### TEXTO FORNECIDO ###

Topo

Cercada de restrições, posse de Bolsonaro inicia ciclo conservador no país

Jair Bolsonaro se emociona ao durante a diplomação no TSE (Tribunal Superior Eleitoral) - Dida Sampaio/Estadão Conteúdo
Jair Bolsonaro se emociona ao durante a diplomação no TSE (Tribunal Superior Eleitoral) Imagem: Dida Sampaio/Estadão Conteúdo

Hanrrikson de Andrade

Do UOL, em Brasília

01/01/2019 04h00

A posse do presidente eleito, Jair Bolsonaro (PSL), nesta terça-feira (1º), marca o início de um ciclo conservador no país, gestado nos últimos anos na esteira da crise política, dos escândalos de corrupção, da falta de segurança pública, entre outros fatores.

O novo mandatário, capitão do Exército e deputado federal há 27 anos, assume a chefia do Executivo nacional rodeado por militares de alta patente e pela expectativa de uma ruptura do establishment depositada nas urnas por mais de 57 milhões de eleitores.

O rígido desenho de segurança da cerimônia de posse contrasta com o estilo informal de Bolsonaro, que, mesmo após vencer a eleição, costumava sair de sua casa, no Rio, para sacar dinheiro em agências bancárias ou para tomar água de coco na praia da Barra da Tijuca, na zona oeste carioca.

### DADOS FORNECIDOS ###

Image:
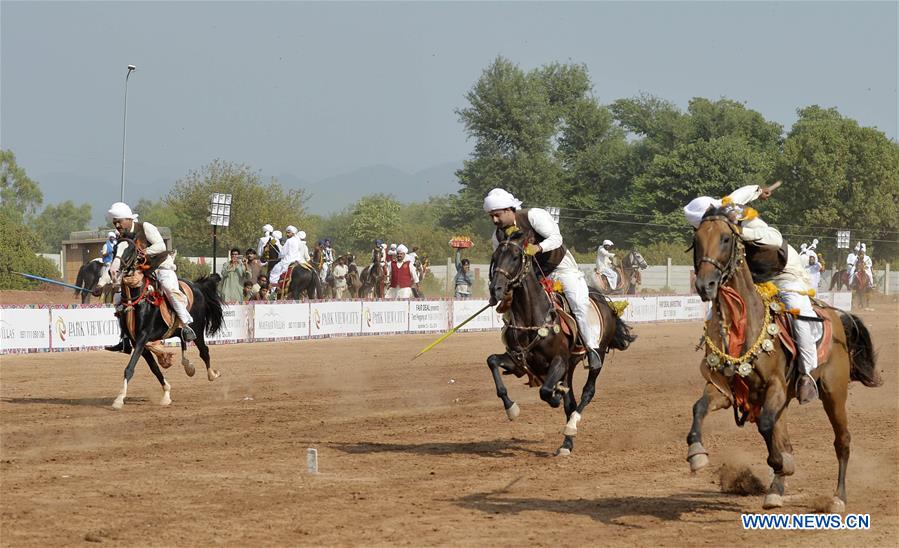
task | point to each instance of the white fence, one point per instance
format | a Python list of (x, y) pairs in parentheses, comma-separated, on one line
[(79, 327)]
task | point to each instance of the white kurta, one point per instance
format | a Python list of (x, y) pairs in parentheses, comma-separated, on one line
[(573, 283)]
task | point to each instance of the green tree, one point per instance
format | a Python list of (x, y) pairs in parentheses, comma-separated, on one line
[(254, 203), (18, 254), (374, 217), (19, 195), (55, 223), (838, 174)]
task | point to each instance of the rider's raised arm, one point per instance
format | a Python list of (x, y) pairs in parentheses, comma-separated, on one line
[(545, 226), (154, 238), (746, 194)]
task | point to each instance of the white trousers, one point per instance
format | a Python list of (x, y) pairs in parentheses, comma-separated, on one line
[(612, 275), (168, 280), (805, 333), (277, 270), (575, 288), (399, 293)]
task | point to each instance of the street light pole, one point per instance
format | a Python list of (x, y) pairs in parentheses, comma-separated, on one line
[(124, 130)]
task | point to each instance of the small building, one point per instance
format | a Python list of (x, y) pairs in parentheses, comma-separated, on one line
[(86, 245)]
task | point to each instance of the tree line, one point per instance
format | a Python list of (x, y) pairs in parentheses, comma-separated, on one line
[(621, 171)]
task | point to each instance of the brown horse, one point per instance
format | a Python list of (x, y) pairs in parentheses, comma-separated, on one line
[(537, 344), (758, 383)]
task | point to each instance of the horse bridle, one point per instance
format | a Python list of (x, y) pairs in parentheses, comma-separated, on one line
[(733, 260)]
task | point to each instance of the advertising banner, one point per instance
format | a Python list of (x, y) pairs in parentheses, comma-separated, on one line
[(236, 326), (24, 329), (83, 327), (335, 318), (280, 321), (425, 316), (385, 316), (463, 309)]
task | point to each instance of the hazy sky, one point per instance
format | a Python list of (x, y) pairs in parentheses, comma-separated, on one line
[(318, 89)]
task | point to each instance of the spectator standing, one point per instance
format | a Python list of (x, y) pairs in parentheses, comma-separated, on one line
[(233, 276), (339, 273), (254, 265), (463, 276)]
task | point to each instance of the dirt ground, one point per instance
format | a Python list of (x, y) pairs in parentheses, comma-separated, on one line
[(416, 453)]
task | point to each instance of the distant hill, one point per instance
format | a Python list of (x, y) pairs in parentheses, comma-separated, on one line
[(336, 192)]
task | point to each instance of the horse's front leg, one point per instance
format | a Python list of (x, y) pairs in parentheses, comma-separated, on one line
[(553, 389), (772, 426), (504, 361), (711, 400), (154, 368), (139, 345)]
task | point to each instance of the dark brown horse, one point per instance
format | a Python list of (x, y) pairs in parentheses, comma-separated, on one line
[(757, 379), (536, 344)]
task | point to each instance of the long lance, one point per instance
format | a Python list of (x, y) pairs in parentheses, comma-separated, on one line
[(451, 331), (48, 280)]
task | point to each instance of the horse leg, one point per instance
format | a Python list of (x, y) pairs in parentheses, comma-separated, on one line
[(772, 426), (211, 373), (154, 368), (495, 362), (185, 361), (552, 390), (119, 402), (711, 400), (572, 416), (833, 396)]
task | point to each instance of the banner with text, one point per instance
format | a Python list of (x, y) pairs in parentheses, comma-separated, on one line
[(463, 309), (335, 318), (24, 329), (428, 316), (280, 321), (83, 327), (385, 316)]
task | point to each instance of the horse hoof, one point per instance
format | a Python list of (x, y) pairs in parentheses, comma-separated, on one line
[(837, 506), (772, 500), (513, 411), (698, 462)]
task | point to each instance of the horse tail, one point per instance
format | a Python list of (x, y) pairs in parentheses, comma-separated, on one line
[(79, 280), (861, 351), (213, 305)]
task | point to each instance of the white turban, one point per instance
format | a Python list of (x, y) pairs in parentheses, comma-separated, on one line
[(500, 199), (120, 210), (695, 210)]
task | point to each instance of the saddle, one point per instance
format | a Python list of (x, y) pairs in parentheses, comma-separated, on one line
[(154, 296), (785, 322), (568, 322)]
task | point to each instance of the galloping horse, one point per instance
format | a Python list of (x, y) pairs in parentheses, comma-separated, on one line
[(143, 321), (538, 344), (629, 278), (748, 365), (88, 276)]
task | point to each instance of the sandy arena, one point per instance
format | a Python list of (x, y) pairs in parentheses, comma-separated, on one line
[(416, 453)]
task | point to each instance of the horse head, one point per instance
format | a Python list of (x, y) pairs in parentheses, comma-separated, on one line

###

Copie de novo a notícia sobre a posse de Bolsonaro, desde "Hanrrikson de Andrade" até "entre outros fatores.", inclusive, trocando "ciclo conservador" por "período conservador".

_RESPOSTA COMPLETA_
Hanrrikson de Andrade

Do UOL, em Brasília

01/01/2019 04h00

A posse do presidente eleito, Jair Bolsonaro (PSL), nesta terça-feira (1º), marca o início de um período conservador no país, gestado nos últimos anos na esteira da crise política, dos escândalos de corrupção, da falta de segurança pública, entre outros fatores.